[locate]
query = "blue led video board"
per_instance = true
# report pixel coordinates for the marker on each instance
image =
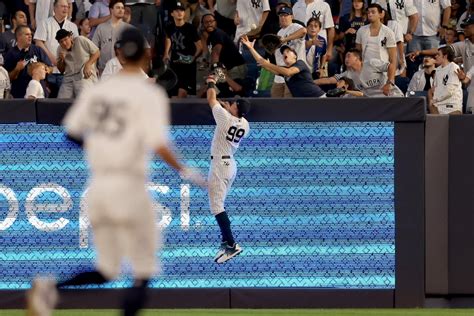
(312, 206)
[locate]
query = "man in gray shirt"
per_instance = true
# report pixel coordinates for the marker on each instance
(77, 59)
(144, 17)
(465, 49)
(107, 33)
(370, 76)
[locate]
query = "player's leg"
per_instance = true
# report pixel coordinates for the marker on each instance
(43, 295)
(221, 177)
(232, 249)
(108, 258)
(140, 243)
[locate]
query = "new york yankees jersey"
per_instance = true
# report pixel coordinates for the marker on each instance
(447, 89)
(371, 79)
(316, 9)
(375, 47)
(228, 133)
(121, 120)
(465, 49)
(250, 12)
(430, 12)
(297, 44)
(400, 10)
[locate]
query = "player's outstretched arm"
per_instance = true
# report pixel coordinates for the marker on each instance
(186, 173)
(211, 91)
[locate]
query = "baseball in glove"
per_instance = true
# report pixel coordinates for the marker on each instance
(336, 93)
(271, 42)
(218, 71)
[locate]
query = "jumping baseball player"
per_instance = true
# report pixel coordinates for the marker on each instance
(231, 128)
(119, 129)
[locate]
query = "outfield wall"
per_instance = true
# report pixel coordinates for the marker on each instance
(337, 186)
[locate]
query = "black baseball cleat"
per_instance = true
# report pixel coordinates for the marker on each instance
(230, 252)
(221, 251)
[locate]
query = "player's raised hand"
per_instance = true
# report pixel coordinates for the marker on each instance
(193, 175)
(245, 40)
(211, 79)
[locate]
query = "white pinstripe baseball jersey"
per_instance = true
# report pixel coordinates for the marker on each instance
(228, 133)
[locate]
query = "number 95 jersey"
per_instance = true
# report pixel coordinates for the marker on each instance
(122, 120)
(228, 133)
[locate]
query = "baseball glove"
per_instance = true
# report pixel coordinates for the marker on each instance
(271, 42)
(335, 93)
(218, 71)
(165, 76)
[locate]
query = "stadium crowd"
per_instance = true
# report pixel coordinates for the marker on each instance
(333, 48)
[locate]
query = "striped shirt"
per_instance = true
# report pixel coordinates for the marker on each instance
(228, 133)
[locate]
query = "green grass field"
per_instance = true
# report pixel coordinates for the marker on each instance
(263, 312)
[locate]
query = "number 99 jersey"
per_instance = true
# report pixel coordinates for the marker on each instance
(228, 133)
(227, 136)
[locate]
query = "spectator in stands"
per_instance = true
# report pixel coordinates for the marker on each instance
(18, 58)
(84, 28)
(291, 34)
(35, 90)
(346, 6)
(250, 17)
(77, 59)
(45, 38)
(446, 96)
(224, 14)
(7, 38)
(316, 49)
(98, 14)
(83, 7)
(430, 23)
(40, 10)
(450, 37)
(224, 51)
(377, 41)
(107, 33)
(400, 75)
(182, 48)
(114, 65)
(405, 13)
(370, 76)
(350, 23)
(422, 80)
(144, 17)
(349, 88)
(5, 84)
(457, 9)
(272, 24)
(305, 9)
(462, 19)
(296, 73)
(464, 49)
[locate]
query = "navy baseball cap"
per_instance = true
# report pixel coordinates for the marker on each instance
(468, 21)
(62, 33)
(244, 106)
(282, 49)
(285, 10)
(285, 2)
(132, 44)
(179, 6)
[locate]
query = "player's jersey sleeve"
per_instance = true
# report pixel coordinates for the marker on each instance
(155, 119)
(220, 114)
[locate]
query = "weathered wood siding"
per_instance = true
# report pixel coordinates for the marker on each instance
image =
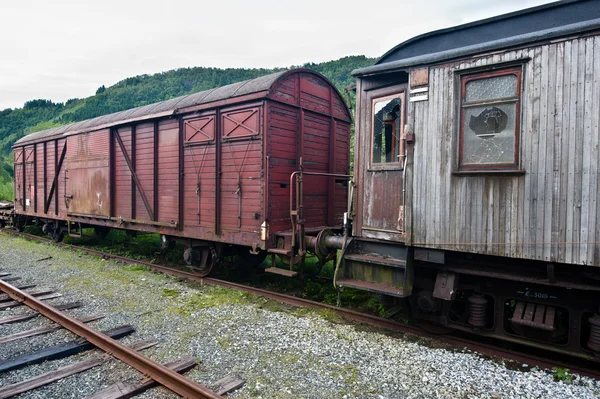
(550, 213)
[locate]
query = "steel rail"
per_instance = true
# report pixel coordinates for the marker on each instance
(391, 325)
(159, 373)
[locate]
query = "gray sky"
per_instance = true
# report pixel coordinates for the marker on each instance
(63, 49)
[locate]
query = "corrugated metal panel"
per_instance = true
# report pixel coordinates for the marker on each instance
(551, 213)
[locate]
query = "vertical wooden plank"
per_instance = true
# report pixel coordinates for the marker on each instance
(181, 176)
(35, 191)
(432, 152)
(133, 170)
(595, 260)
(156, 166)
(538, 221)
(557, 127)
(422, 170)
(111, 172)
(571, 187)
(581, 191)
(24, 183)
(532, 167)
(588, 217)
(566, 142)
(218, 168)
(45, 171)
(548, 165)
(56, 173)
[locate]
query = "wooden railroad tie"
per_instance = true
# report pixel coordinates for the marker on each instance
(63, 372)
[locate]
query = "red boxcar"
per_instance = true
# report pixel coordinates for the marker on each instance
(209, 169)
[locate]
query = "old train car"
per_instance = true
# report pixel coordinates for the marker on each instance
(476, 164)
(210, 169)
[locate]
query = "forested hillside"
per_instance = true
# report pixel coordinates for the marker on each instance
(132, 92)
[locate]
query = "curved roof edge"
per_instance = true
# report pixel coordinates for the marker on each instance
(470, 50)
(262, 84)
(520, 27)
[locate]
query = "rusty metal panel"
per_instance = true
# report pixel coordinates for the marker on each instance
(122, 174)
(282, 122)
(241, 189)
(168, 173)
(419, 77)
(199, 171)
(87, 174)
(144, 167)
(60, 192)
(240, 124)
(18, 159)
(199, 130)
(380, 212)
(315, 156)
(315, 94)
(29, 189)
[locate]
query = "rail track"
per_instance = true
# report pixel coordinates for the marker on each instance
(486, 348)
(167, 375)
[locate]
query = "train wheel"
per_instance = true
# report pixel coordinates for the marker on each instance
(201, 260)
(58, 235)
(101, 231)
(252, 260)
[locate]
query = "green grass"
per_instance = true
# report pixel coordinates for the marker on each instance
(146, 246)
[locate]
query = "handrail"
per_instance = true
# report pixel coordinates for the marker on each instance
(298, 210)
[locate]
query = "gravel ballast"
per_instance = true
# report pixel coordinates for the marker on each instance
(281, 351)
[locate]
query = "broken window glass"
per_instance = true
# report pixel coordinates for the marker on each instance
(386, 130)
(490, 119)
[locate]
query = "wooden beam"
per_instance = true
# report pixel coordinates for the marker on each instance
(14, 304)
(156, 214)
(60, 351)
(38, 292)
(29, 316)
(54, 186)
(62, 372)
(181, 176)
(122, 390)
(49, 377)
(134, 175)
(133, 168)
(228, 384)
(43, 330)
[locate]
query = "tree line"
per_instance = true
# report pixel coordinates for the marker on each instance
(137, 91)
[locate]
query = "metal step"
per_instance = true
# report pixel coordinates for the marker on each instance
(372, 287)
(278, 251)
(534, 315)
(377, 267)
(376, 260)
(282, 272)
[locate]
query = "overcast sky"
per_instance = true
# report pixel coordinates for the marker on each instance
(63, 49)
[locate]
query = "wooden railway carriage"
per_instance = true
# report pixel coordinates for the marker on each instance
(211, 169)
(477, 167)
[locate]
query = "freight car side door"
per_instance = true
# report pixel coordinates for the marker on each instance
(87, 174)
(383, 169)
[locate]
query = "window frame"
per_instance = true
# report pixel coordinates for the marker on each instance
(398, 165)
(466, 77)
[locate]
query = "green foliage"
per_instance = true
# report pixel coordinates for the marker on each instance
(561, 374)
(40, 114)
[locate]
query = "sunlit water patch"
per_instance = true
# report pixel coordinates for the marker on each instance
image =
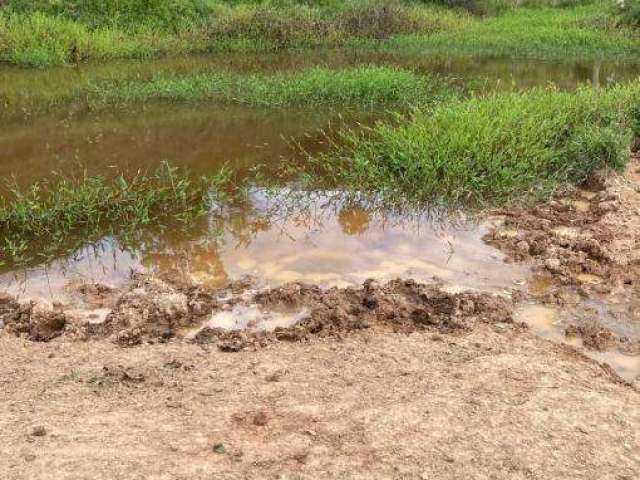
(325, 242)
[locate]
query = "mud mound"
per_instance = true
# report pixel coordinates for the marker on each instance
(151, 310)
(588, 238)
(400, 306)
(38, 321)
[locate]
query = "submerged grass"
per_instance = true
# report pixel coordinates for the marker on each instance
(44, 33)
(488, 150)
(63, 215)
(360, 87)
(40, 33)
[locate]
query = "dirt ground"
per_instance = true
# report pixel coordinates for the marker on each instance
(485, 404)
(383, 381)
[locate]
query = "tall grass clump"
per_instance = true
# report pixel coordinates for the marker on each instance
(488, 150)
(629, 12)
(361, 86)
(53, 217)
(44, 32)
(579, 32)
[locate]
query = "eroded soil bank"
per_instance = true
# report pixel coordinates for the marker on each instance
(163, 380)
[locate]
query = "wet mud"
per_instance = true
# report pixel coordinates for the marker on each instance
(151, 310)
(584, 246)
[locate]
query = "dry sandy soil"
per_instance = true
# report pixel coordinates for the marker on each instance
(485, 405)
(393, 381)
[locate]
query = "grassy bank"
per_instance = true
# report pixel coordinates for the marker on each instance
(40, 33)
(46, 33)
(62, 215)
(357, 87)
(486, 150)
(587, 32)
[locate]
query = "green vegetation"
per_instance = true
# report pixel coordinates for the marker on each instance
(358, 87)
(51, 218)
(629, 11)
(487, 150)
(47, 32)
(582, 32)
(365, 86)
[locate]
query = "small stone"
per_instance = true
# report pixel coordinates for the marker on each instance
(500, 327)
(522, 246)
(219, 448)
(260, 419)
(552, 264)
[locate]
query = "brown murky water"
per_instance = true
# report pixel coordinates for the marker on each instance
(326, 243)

**YOUR GOAL**
Pull out every line from the rows above that contains the string "bank". Case counts, so match capital and lowercase letters as given.

**TASK SOLUTION**
query = "eroded soil bank"
query = "grassy bank"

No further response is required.